DESCRIPTION OF THE TASK
Please reproduce each of the following rows word for word, changing nothing.
--- BEGIN LISTING ---
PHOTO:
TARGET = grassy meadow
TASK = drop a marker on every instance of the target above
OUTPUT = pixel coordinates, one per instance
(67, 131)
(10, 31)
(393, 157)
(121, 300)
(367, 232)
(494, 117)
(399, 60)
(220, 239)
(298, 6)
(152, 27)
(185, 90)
--- END LISTING ---
ANSWER BELOW
PHOTO:
TARGET = grassy meadow
TASK = drop a marker on every instance of the target above
OUTPUT = pixel coordinates, one per instance
(67, 131)
(10, 31)
(393, 157)
(121, 300)
(367, 232)
(494, 117)
(399, 60)
(220, 239)
(298, 6)
(152, 27)
(185, 90)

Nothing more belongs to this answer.